- _Directions for this task_
Reproduce, with no changes, the part of the records that opens with the line containing "Indicate the tractor headlight" and closes with the line containing "pixel 550 287".

- _Excerpted records_
-- Begin --
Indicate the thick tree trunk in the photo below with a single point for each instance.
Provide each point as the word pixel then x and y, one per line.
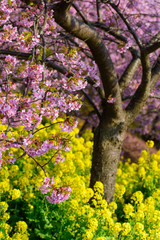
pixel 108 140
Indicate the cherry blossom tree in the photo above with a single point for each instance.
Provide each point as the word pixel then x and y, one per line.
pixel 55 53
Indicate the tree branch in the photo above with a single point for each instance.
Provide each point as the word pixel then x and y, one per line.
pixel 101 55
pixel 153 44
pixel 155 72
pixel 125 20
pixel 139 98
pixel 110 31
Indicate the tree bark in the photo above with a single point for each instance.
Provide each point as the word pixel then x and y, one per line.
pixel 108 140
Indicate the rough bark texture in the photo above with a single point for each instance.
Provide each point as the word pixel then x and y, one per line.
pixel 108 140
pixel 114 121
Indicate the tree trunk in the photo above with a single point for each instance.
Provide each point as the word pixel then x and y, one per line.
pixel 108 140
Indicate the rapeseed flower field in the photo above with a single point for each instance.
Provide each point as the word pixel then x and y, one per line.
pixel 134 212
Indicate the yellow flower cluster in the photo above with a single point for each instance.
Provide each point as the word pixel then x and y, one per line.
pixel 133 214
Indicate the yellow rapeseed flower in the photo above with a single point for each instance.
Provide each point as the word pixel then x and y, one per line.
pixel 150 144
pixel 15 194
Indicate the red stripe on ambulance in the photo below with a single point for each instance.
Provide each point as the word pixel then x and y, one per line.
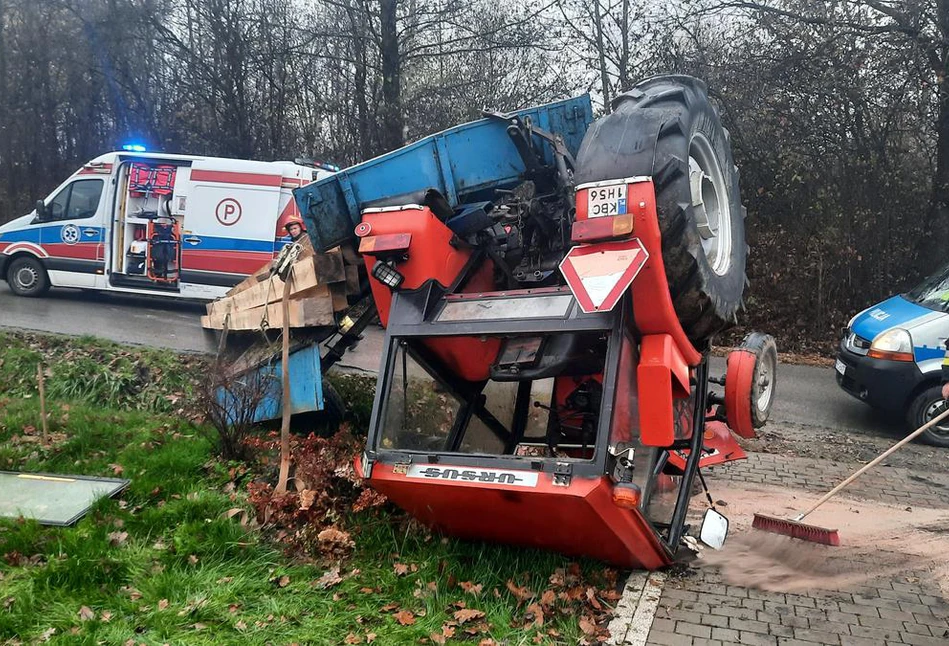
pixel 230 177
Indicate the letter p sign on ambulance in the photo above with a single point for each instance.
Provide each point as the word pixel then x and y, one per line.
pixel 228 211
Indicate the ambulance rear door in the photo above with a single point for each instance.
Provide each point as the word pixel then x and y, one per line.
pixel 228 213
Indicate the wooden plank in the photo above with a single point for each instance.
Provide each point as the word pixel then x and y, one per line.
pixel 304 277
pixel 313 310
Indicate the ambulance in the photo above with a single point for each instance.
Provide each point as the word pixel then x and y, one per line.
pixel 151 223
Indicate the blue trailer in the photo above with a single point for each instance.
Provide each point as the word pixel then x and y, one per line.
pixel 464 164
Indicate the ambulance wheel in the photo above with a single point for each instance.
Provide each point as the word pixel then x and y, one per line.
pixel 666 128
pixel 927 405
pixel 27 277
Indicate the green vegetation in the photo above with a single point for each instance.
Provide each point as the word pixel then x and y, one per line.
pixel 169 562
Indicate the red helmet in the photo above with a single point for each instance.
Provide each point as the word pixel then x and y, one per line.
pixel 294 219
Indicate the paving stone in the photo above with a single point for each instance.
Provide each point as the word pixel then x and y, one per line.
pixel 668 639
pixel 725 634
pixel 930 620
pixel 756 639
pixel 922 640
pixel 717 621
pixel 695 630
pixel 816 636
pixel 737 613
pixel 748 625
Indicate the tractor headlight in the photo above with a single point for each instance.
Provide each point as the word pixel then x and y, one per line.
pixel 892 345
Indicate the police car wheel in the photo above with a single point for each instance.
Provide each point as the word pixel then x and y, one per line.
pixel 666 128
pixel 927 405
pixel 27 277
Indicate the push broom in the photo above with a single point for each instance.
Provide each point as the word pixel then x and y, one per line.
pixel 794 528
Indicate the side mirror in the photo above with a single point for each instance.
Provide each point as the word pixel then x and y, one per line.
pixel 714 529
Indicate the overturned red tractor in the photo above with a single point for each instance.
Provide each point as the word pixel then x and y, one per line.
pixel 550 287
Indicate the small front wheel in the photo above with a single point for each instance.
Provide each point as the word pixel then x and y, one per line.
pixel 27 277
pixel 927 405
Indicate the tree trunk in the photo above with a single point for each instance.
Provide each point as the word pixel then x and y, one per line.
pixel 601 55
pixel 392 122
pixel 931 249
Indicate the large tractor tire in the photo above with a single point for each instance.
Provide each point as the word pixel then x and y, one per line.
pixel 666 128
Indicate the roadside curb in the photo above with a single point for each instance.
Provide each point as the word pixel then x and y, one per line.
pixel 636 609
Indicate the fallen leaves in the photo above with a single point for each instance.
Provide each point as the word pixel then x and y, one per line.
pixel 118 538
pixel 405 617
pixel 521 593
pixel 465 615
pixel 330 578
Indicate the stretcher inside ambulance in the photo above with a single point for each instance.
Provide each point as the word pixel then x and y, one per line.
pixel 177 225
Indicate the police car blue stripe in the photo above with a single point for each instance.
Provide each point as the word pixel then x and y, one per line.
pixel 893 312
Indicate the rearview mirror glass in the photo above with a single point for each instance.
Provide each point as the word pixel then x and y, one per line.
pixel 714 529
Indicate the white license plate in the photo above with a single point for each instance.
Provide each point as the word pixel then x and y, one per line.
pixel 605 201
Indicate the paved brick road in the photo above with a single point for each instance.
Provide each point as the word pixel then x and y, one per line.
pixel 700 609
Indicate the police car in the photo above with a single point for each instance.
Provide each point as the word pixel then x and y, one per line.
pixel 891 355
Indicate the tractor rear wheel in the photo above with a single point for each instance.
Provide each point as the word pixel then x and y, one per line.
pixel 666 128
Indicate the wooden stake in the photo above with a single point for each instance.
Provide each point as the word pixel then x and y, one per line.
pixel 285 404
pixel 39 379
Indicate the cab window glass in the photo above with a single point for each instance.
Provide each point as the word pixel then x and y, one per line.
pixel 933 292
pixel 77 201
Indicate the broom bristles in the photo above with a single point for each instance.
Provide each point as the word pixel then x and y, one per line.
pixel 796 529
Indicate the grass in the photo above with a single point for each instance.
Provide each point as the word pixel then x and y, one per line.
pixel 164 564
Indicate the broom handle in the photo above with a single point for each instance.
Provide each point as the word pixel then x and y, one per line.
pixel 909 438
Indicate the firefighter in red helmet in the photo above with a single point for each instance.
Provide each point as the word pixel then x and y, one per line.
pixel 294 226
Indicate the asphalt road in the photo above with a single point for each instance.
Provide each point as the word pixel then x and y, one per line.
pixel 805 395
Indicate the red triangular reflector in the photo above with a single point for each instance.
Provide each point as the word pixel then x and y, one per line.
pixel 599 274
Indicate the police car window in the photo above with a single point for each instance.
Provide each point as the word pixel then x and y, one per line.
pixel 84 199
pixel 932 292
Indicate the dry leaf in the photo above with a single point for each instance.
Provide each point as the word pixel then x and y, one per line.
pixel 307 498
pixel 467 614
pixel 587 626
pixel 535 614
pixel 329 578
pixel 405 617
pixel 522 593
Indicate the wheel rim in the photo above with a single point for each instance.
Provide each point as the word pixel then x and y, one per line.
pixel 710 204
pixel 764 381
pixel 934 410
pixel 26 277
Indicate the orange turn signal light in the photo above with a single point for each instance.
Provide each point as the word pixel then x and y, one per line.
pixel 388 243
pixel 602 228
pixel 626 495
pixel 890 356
-- End --
-- Begin --
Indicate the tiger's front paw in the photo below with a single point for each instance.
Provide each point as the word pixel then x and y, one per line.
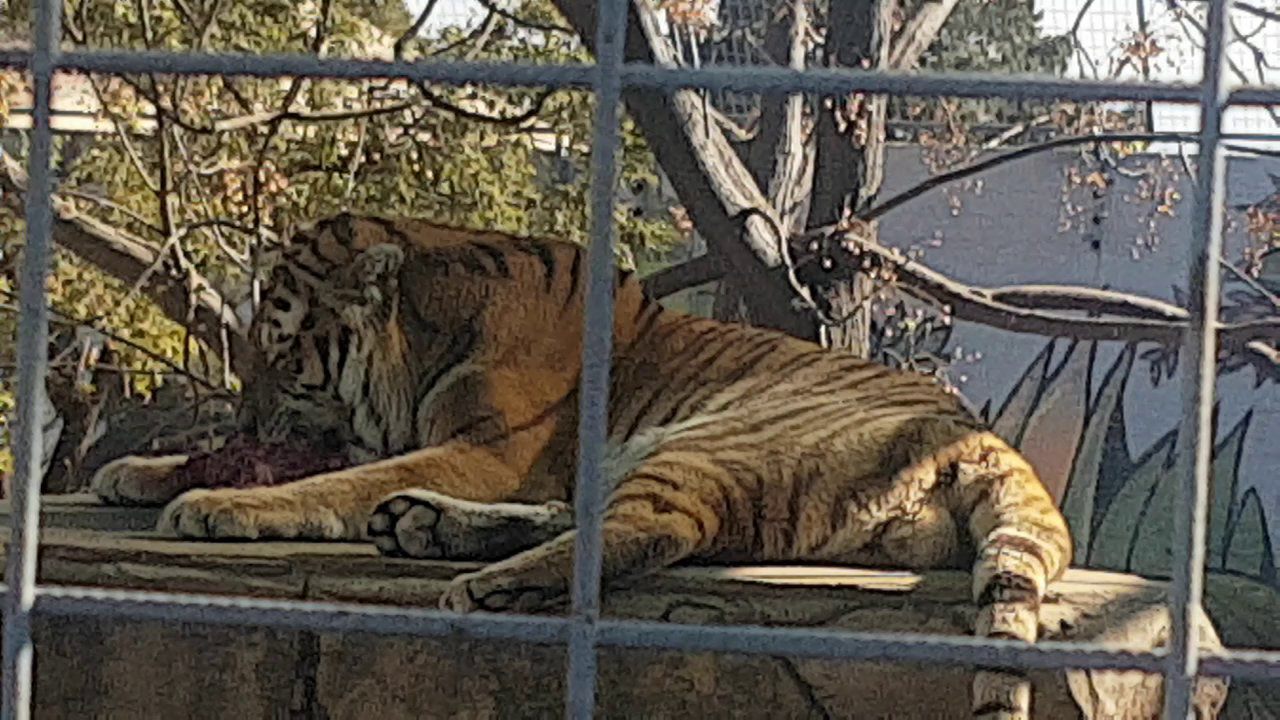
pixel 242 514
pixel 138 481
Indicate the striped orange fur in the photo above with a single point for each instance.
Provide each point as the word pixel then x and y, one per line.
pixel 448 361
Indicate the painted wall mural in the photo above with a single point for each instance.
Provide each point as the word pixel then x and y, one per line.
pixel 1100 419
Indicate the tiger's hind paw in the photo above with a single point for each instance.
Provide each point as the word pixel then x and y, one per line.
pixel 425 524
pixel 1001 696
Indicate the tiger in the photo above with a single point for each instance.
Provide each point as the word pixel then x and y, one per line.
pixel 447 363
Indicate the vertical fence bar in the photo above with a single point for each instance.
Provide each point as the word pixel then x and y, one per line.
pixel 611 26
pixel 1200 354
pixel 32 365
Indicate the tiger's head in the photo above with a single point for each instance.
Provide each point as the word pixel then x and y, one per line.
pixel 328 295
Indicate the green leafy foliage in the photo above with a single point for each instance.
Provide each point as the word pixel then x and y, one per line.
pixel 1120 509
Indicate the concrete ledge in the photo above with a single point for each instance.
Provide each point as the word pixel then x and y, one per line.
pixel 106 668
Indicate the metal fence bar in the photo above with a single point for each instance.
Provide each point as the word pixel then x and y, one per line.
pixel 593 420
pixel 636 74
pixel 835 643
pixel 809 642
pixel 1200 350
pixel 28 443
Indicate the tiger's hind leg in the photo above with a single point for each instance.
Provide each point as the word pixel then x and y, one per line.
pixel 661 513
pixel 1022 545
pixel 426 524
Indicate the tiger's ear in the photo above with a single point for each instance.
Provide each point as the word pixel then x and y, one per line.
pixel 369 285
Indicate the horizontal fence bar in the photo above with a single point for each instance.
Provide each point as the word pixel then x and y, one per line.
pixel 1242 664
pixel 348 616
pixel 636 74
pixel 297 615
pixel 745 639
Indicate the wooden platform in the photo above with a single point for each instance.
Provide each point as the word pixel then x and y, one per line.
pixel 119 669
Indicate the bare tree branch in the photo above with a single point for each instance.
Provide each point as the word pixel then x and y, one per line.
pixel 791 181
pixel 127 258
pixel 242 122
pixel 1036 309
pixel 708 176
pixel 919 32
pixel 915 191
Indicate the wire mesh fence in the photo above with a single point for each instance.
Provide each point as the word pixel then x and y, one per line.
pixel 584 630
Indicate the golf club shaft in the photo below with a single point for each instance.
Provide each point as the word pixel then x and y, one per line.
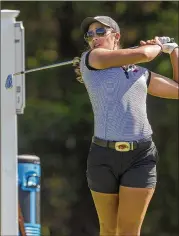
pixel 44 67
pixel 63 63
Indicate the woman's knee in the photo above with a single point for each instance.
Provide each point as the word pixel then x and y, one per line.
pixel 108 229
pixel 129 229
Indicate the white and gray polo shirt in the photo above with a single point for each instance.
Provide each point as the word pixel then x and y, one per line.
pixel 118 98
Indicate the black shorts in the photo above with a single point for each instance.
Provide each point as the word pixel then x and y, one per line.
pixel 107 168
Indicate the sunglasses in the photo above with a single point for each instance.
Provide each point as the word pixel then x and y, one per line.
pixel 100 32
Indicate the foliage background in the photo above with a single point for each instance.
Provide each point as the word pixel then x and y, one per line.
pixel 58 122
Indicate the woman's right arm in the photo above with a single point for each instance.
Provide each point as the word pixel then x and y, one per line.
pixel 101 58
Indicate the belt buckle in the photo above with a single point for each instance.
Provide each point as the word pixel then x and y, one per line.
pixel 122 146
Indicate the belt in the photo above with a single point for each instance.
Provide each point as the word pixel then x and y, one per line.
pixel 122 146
-- End --
-- Begin --
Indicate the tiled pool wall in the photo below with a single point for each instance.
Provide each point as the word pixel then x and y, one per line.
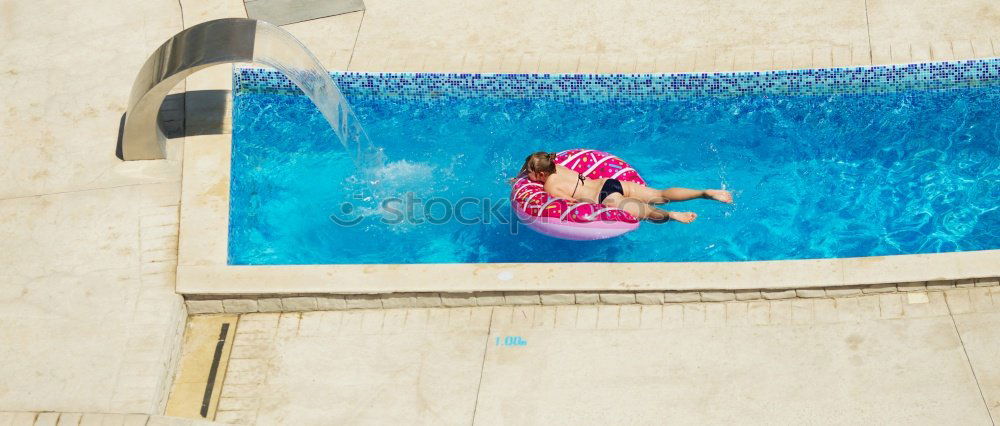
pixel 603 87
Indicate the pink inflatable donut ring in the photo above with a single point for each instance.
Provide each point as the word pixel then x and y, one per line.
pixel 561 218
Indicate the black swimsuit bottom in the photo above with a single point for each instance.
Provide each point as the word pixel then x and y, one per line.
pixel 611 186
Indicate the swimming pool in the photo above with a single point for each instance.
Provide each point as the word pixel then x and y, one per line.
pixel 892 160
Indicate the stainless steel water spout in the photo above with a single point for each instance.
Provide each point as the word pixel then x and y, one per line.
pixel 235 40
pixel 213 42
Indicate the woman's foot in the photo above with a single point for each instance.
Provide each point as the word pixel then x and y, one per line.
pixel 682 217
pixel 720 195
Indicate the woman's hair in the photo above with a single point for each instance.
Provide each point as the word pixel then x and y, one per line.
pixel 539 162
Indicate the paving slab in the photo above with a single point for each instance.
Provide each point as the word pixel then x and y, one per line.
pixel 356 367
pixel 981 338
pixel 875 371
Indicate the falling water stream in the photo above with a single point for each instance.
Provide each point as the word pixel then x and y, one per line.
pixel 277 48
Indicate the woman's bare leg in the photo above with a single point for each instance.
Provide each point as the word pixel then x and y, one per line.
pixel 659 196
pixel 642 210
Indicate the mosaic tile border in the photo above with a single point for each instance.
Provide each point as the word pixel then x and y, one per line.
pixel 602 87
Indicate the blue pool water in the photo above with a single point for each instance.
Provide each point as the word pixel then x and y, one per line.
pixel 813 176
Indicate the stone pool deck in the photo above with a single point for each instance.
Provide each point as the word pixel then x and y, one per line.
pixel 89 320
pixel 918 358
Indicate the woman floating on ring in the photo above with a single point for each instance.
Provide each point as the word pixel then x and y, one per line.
-- End --
- _Written answer_
Indicate the tractor headlight in the photo above with a single point for each instance.
Provide each point as the word pixel then x and y, one per line.
pixel 892 345
Indicate the police car wheel in the photo above with a single point for each instance.
Provide each point as the word pixel then x and y, one per line.
pixel 666 128
pixel 927 405
pixel 27 277
Indicate the push broom in the photo above with a single point for each instance.
Provide each point as the word pixel then x and y, one per line.
pixel 794 528
Indicate the side mirror in the photo above with a single point for each instance.
Provide each point as the word pixel then x and y, one per line.
pixel 714 529
Indicate the overturned red tractor in the photo above with a single point for each instance.
Provide each point as the word pixel then x and y, one per line.
pixel 550 287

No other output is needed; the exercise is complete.